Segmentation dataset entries
+ + + + + + +

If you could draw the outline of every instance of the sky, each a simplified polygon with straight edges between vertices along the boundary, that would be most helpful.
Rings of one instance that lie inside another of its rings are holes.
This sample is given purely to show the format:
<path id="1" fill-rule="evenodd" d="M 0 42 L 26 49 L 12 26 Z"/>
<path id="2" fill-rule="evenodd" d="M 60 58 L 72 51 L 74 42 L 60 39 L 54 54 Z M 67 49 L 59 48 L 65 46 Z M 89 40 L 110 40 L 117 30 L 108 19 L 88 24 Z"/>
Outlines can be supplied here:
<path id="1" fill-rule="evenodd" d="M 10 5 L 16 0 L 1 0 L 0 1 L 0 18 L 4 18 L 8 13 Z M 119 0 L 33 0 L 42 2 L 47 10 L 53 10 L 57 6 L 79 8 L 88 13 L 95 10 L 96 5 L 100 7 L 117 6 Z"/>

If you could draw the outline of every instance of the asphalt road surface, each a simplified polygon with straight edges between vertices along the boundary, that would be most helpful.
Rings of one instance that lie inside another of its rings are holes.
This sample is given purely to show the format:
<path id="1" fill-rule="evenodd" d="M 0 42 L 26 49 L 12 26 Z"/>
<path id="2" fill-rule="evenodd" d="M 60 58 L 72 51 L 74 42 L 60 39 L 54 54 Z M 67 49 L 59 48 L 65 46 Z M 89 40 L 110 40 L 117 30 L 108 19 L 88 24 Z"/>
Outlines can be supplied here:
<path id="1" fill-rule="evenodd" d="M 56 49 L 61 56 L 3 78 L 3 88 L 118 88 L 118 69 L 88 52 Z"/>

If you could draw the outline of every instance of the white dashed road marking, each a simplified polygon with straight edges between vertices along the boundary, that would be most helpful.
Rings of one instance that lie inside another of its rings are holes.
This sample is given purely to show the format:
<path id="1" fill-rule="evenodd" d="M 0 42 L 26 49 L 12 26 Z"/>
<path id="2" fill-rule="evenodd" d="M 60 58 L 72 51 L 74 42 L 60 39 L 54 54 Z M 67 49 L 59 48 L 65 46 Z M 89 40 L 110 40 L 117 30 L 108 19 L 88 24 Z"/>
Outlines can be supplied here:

+ + + + + + +

● **EXERCISE**
Print all of the entries above again, line for line, with no changes.

● **SOLVED PROBLEM**
If you could draw the outline of every instance of the sky, each a simplified polygon with straight edges between vertices along the boundary, that would be most helpful.
Rings of one instance that lie inside another of its rings are holes.
This sample is given purely to show the format:
<path id="1" fill-rule="evenodd" d="M 0 42 L 26 49 L 12 26 Z"/>
<path id="2" fill-rule="evenodd" d="M 60 58 L 72 51 L 74 42 L 60 39 L 54 54 Z M 67 49 L 59 48 L 65 46 Z M 89 40 L 110 40 L 117 30 L 108 19 L 88 24 Z"/>
Outlines can be supplied here:
<path id="1" fill-rule="evenodd" d="M 10 5 L 16 0 L 1 0 L 0 1 L 0 18 L 4 18 L 8 13 Z M 119 0 L 33 0 L 42 2 L 47 10 L 53 10 L 57 6 L 79 8 L 88 13 L 95 10 L 96 5 L 100 7 L 117 6 Z"/>

If you could draw the outline of every instance of the asphalt road surface, each a simplified polygon with straight edges between vertices along the boundary, that would be most helpful.
Rings of one instance that lie inside another of its rings are holes.
This sample is given purely to show the format:
<path id="1" fill-rule="evenodd" d="M 0 42 L 26 49 L 12 26 Z"/>
<path id="2" fill-rule="evenodd" d="M 60 58 L 72 51 L 74 42 L 60 39 L 54 54 Z M 67 49 L 59 48 L 65 46 Z M 89 40 L 110 40 L 117 30 L 108 19 L 88 24 Z"/>
Outlines can be supplied here:
<path id="1" fill-rule="evenodd" d="M 56 49 L 61 56 L 3 78 L 3 88 L 118 88 L 118 69 L 88 52 Z"/>

If you could draw the outline of every instance of the white dashed road marking, each a simplified polygon with straight edges between vertices along the boundary, that would be most helpful.
Rings of one instance that lie inside another of its rings are holes.
This sample is given purely to show the format:
<path id="1" fill-rule="evenodd" d="M 0 42 L 26 49 L 12 26 Z"/>
<path id="2" fill-rule="evenodd" d="M 60 58 L 72 51 L 74 42 L 60 39 L 54 54 Z M 67 49 L 59 48 L 65 46 Z M 89 40 L 110 40 L 117 30 L 108 19 L 88 24 Z"/>
Outlines can be supplied here:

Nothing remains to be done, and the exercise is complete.